The Sanders virtual prototype was written in VHDL with partitioning at the major subsystem level; for instance, there is one entity each for the range and azimuth processing for all three polarizations. The models are behavioral with timing at the interfaces. A model for the RACEway device was reused from the Lockheed Sanders RASSP demonstration project. In Benchmark-1, the command processor is modeled by a high-level VHDL model. A VHDL simulation to create one image of one polarization requires 11 days on a Sun SPARC-10 workstation[7]. An interface between a Microtec Instruction Set Simulator (ISS) of the command processor and Vantage VHDL has been implemented and demonstrated. In Benchmark-2 Sanders intends to build a virtual prototype with application code running on the ISS, and the remainder of the system in the VHDL simulation.

The Benchmark-1 development was done with version 0.1 of the Sanders RASSP Design Environment (RDE) which provided a GUI with launching capability for most tools. It also provided rudimentary logging of tool use and a personal-log data base tool, both of which were very useful for tracking tool use as well as development activity.



Figure 2. Effort distribution for the Lockheed Sanders Benchmark-1 (7812 man-hours as of 15 June 1995).

As shown in Figure 2, one half of the total benchmark effort at Sanders was devoted to VHDL modeling of the system, leading to the Virtual Prototype. The effort resulted in 13623 lines of code (LOC) as of 17 March (including executable lines, declarations, and specifications, but excluding comments). Approximately 2990 hours were expended as of that date on this effort[8], cor-

responding to a productivity of 36.5 LOC/person-day. Considerable follow-on effort has gone into further integration and testing of the virtual prototype, so the final value of this productivity measure will be lower.

■ **Some rows**:

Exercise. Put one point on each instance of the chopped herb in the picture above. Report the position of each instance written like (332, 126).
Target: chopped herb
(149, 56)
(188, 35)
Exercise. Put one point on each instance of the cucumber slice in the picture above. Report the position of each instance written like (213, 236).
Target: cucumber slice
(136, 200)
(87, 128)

■ **Work to be completed**:
According to the text, why will the final figure for VHDL modeling productivity be lower than 36.5 LOC/person-day? Answer using only the text, not the rows.

■ **Solved problem**:
The 36.5 LOC/person-day figure was calculated from the hours spent as of 17 March. Since then, considerable follow-on effort has gone into further integration and testing of the virtual prototype. Those added hours will bring the final productivity value down.